**Passage:**
##############################

Episode 7: Festivals 
For the signature challenge, the bakers were asked to make 24 buns with the theme of a festival or holiday from around the world. For the technical challenge, Paul tasked the bakers with a deep fried pastry treat traditionally served during the Italian Carnevale, 12 Sicilian Cassatelles. For the showstopper challenge, the bakers were set with the complex task of making a kek lapis Sarawak, a traditional layered Malaysian cake.

Episode 8: Pastry 
For the signature challenge, the bakers were tasked to do a savoury twist on a usually sweet French classic, Tarte Tatin. For the technical challenge, the bakers were given the challenging task of recreating a Moroccan Pie made from warka pastry (also known as brik pastry). For the showstopper challenge, the bakers were asked to create a vertical pie consisting of at least two separate pies.

Episode 9: Pâtisserie (Semi-final) 
For the signature challenge, the bakers had 2 1/2 hours to make eight identically decorated domed tarts. Prue's technical challenge was making a Gâteau Saint Honoré, a French classic involving both choux and puff pastry, plus a large amount of cream fillings, all in 3 1/2 hours. For the showstopper challenge, the bakers were given the difficult task of making a sugar glass display case, enclosing a display of pâtisserie or other lavish baked goods, in 4 1/2 hours.

Episode 10: Final 
For the final signature challenge, the remaining three bakers were given 2 hours to create the ultimate chocolate cake, that should be rich in chocolate and be beautifully decorated. For the final technical challenge, set by Paul, the bakers were given 1 hour 10 minutes to create six twice-baked Stilton Soufflés, each served with a lavash cracker. For the final showstopper challenge, the bakers were required to create a deceptive illusion picnic basket feast composed of cakes, biscuits and enriched breads that were presented to look like something else, in 4 1/2 hours.

Specials 
Two festive specials were commissioned during Christmas Day and New Year’s Day.

The Great Christmas Bake Off 
The Great Christmas Bake Off featured Briony Williams and Terry Hartill from Series 9, along with Tom Hetherington and Yan Tsou from Series 8. The special was won by Briony Williams.

##############################

**Dataset excerpt:**

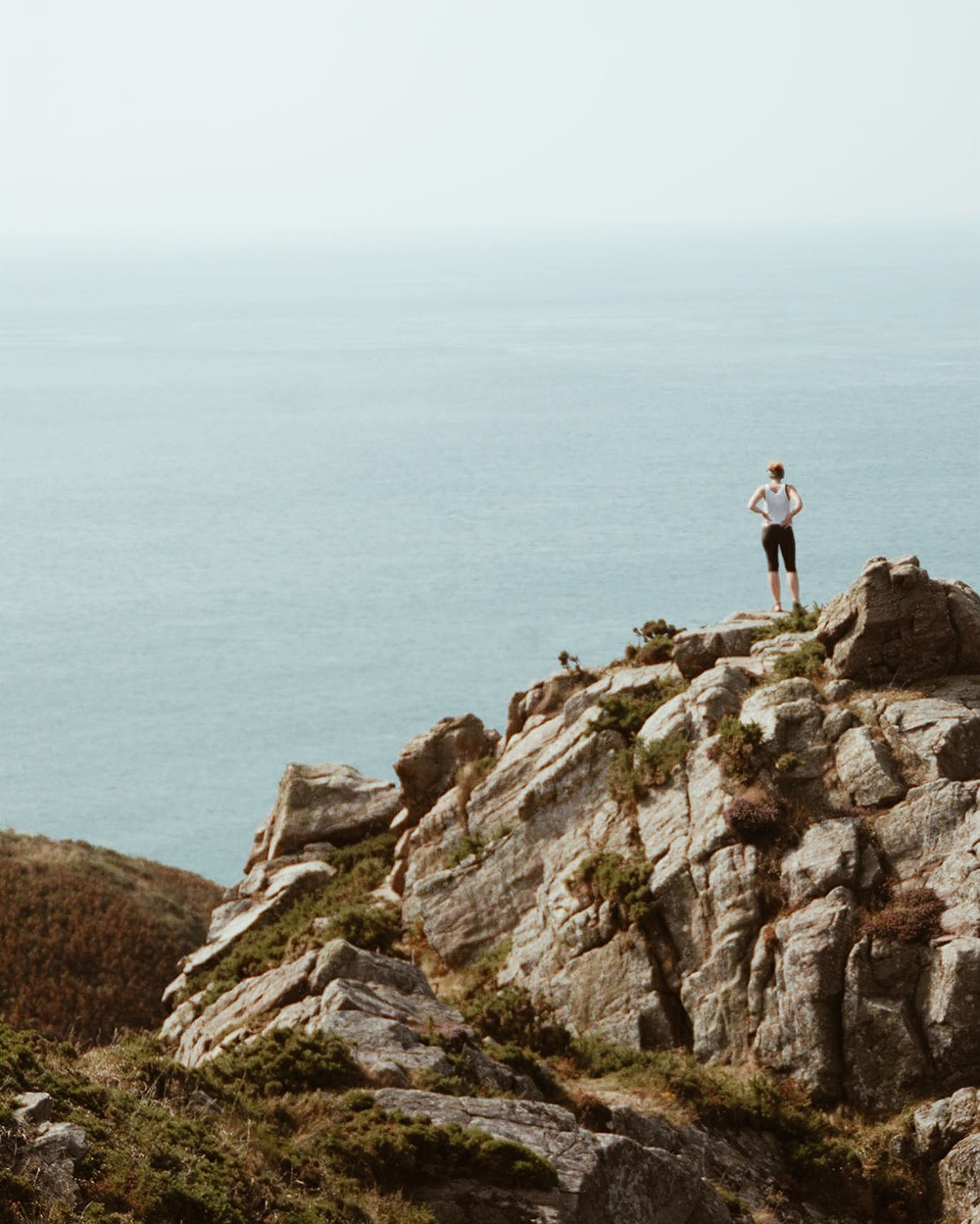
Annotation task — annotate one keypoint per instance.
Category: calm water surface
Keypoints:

##############################

**Given task:**
Write the next part of the text about the baking show episodes and specials, starting after the last sentence shown. You won't need the listing for this.

**Output:**
The returning bakers were first asked to make 24 festive cake pops in the signature challenge. They then faced the technical challenge set by Paul, where they had to recreate a festive sausage roll wreath. For the festive showstopper challenge, the bakers were given the task of constructing a 3D gingerbread building, topped off with at least two different types of confectionery.

The Great Festive Bake Off 
The Great Festive Bake Off saw the cast of Derry Girls (Saoirse-Monica Jackson, Nicola Coughlan, Jamie-Lee O’Donnell, Dylan Llewellyn and Siobhan McSweeney) take on the three challenges on New Years Day.

Post-show careers 
David Atherton published a cookbook after winning the series. Released in 2020, it is a children's cookbook titled My First Cookbook.  Follow-up versions My First Green Cookbook and Bake, Make and Learn to Cook released in 2021. In May 2021, Atherton released Good to Eat, which focuses on delivering healthy twists to classic recipes. 

Steph Blackwell contributed to The Big Book of Amazing Cakes, and published her own cookbook, The Joy of Baking, in 2021.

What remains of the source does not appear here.